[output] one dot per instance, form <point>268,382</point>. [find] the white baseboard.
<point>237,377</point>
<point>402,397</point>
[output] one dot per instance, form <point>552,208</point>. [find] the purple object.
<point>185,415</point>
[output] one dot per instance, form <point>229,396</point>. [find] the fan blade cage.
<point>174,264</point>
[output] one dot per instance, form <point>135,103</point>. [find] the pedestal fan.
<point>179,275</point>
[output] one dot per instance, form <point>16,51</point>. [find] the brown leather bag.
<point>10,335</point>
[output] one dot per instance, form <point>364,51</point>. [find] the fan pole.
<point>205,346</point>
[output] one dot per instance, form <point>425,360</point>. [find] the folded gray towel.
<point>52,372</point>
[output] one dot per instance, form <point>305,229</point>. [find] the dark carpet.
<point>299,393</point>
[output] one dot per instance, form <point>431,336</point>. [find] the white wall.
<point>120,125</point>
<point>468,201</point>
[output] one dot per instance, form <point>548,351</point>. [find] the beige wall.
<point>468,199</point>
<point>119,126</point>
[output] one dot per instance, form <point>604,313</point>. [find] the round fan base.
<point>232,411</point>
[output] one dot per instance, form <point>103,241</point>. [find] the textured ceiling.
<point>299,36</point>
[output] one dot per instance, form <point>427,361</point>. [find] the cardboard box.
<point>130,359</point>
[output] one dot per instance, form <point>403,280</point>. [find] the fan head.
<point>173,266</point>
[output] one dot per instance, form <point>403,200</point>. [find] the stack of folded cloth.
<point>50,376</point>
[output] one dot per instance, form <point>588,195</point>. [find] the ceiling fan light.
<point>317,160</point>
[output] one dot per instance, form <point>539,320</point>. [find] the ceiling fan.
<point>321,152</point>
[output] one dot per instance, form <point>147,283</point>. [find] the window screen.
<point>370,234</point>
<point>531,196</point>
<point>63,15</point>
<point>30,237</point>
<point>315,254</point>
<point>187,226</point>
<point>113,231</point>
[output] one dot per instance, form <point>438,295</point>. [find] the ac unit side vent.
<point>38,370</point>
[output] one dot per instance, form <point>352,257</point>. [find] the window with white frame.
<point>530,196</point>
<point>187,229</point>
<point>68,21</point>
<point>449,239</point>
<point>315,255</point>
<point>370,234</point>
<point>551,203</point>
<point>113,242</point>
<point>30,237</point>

######

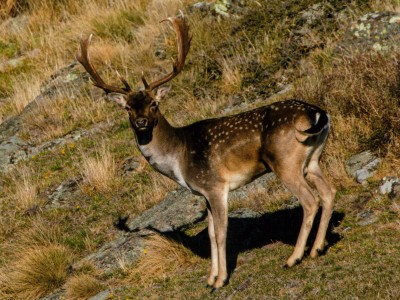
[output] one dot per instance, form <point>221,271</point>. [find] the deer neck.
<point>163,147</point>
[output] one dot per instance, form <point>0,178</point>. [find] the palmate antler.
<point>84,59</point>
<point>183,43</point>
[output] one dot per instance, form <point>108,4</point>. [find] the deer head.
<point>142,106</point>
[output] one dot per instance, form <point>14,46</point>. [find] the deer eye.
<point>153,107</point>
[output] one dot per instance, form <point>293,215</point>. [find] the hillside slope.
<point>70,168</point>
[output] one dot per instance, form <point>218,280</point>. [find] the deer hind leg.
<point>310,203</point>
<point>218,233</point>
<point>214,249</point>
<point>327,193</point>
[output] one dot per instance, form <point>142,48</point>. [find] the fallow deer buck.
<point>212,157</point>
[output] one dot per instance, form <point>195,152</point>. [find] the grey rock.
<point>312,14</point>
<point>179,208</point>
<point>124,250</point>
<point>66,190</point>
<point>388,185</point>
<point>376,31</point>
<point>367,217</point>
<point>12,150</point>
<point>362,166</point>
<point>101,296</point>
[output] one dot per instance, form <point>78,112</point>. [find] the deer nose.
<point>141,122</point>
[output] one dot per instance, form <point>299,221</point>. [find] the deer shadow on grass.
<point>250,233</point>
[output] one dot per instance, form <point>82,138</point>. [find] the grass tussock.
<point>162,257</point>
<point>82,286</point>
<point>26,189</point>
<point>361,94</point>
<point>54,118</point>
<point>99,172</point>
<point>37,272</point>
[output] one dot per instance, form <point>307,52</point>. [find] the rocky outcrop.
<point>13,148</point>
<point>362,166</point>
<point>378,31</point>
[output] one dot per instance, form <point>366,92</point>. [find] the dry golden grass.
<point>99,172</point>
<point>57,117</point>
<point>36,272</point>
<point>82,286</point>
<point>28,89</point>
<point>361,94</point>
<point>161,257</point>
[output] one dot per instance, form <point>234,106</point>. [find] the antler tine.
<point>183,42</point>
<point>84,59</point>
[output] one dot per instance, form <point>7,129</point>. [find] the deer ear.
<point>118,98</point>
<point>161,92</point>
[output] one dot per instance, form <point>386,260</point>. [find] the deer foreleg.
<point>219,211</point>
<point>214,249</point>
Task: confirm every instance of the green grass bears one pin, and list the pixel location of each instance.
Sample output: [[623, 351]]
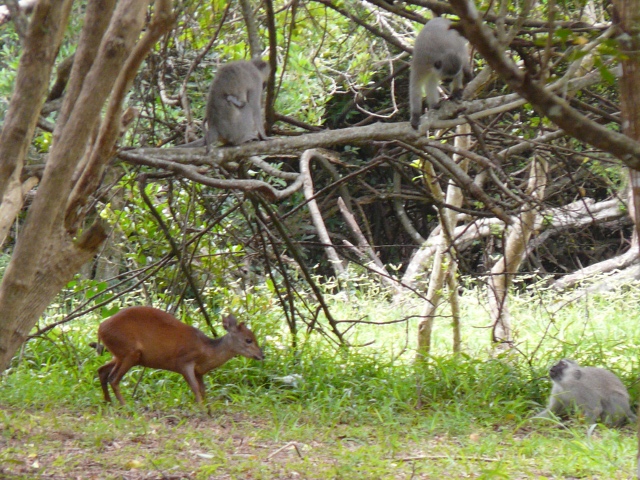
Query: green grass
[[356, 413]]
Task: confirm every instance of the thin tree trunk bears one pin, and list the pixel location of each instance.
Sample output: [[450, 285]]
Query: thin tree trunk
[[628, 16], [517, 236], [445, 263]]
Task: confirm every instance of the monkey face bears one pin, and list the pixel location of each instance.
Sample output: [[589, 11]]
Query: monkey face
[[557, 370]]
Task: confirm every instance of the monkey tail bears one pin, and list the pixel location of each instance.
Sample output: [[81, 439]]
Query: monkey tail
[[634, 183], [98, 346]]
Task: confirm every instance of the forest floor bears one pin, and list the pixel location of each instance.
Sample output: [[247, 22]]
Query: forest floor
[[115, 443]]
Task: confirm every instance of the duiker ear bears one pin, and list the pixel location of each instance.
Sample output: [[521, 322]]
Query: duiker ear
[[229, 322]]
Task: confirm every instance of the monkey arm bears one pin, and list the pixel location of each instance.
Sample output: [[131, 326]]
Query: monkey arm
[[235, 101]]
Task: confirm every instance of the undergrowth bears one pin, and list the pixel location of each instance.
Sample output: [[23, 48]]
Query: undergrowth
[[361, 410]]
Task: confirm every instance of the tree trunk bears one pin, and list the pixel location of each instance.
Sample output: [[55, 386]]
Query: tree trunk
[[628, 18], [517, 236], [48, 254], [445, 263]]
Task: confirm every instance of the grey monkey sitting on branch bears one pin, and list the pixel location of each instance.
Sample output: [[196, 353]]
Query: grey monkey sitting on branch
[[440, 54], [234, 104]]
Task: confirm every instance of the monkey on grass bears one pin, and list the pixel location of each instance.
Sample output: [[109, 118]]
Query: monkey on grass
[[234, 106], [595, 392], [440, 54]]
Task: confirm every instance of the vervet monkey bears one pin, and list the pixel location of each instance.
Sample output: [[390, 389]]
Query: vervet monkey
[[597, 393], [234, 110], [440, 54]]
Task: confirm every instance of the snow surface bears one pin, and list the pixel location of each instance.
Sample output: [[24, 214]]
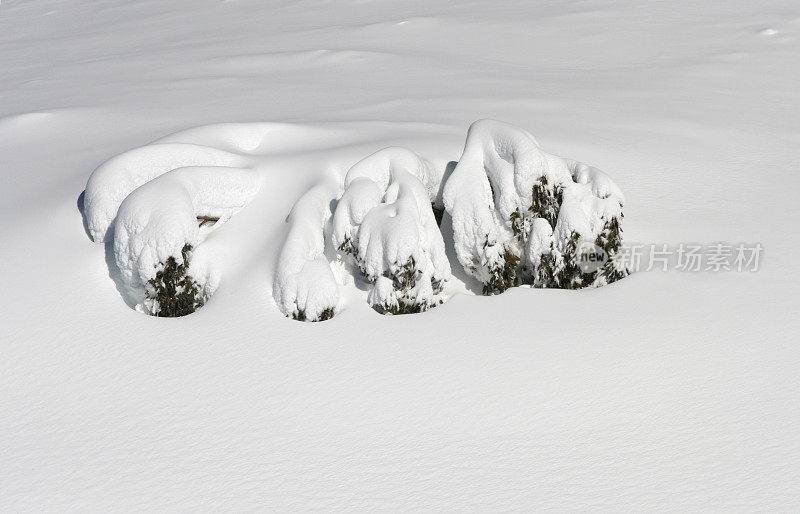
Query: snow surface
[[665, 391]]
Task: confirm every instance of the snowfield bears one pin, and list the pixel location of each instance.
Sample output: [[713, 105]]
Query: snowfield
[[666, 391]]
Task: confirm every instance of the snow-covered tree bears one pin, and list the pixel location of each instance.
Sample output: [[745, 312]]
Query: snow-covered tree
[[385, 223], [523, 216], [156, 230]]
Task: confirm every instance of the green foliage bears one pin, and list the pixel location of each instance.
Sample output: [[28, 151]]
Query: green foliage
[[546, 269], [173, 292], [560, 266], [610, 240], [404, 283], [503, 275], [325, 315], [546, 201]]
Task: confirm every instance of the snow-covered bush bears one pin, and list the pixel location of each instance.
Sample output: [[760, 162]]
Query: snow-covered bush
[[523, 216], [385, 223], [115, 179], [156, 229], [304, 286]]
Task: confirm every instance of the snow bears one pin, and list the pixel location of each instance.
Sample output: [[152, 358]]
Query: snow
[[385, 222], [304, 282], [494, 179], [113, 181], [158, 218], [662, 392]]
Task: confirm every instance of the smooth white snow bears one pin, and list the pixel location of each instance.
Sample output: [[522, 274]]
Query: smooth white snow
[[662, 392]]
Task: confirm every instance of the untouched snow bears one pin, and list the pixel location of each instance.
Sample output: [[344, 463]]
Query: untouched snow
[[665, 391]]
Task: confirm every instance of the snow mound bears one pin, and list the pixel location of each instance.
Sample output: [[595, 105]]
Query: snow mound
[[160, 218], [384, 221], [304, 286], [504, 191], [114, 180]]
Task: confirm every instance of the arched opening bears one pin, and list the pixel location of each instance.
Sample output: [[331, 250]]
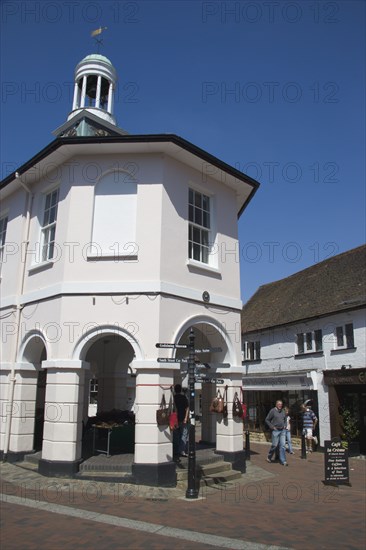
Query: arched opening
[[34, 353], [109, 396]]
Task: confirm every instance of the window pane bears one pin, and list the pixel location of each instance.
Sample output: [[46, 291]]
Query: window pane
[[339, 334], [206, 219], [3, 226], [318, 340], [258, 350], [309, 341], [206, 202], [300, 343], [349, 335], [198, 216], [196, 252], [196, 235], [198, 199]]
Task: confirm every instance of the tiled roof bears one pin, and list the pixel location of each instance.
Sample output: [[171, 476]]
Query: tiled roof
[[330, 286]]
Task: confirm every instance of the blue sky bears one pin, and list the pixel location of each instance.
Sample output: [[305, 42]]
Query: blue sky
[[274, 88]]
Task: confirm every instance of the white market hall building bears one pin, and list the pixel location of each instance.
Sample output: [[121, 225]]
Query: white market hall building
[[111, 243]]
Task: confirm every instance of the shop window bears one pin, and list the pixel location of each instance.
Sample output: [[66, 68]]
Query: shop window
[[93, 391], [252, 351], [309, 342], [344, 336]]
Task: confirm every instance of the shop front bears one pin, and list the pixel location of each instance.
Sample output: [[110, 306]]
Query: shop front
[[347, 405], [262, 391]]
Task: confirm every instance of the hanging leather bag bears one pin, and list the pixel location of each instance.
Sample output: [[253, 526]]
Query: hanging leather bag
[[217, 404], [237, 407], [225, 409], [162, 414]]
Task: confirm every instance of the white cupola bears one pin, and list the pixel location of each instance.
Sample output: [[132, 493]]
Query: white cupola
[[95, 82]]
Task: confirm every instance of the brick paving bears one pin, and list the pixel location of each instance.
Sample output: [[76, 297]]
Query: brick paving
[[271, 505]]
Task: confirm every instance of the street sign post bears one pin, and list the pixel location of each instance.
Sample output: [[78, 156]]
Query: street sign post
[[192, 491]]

######

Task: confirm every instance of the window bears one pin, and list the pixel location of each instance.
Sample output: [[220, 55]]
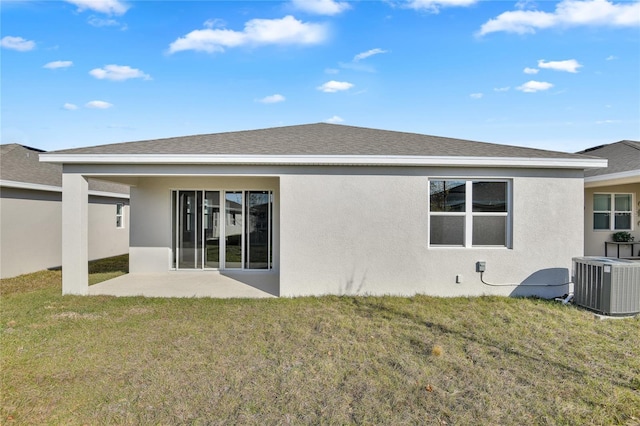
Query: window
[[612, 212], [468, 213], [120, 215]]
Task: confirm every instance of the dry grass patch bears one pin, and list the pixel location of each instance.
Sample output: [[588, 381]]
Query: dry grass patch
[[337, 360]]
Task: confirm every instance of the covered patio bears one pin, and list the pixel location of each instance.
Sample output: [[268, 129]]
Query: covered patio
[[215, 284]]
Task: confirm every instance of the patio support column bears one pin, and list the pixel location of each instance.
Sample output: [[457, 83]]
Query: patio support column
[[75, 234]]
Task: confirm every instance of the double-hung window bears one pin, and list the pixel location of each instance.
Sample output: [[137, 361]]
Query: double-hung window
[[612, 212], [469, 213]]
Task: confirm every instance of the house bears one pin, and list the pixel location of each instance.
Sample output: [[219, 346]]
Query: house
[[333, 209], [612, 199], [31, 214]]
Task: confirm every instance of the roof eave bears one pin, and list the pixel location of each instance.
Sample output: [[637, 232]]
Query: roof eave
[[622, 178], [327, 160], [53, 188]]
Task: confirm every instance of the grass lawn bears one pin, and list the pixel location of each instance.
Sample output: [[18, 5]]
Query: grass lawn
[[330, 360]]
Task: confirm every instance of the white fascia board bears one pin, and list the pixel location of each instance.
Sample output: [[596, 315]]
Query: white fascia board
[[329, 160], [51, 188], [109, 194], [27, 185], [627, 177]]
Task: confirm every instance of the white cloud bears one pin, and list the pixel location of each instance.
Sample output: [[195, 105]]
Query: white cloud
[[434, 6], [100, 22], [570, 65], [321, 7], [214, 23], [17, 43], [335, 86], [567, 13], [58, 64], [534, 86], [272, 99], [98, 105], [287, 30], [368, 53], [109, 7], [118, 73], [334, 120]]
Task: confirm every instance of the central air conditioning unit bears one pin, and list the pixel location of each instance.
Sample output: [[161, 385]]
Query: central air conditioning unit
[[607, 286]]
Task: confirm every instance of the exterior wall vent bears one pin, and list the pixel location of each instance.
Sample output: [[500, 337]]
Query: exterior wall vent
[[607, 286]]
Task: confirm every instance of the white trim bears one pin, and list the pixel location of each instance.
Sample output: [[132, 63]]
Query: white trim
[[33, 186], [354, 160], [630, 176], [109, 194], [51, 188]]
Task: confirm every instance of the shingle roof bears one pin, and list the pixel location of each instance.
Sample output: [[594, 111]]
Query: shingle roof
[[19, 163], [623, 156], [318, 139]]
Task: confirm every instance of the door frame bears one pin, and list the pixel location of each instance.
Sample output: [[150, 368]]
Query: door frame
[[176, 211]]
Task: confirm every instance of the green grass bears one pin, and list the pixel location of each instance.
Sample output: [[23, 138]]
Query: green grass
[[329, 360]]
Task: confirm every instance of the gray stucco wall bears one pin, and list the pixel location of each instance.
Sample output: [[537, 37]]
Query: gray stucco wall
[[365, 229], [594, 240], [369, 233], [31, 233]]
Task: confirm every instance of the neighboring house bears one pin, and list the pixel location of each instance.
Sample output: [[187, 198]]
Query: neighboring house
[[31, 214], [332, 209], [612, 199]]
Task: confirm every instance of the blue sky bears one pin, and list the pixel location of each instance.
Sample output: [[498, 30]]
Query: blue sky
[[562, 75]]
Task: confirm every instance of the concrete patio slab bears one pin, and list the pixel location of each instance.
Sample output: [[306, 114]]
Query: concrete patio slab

######

* _How to complete this task_
Could you retype exactly the lines above, starting at the line that contains "Query: double-hung window" and ending at the line that contains "Task: confirm every instance of the roof", and nothing more?

* _Task output_
Query: double-hung window
[[612, 212], [469, 213]]
Task: confirm every instance of the house bears one pin, and list the pixel location of each instance.
Sample output: [[219, 346]]
Query: house
[[333, 209], [612, 199], [31, 214]]
Task: confirm every instance of the roof eave bears one pin, and list the pixel location of each instance.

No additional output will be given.